▸ **TO BE DONE**: Repeat these data lines word for word, each one exactly as it appears.

● ● ● ● ●

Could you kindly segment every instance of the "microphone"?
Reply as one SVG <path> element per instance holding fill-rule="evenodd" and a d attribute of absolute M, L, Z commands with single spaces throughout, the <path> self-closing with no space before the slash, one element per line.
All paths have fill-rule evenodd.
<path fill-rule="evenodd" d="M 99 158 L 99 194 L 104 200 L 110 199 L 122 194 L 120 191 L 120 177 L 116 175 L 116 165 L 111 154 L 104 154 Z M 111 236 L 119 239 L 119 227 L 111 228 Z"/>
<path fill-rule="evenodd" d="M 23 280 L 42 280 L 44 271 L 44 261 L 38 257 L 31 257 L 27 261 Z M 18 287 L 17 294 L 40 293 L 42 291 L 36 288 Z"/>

● ● ● ● ●

▸ **EXERCISE RESPONSE**:
Could you kindly segment every instance of the "microphone"?
Reply as one SVG <path> element per instance holding fill-rule="evenodd" and a d attribute of absolute M, L, Z commands with single spaces throughout, the <path> self-closing with no space before the slash, one element per line.
All paths have fill-rule evenodd.
<path fill-rule="evenodd" d="M 99 158 L 99 194 L 104 200 L 110 199 L 122 194 L 120 191 L 120 177 L 116 175 L 116 165 L 111 154 L 104 154 Z M 111 236 L 119 239 L 119 227 L 111 228 Z"/>
<path fill-rule="evenodd" d="M 23 280 L 42 280 L 44 271 L 44 261 L 38 257 L 31 257 L 27 261 Z M 18 287 L 17 294 L 40 293 L 42 291 L 36 288 Z"/>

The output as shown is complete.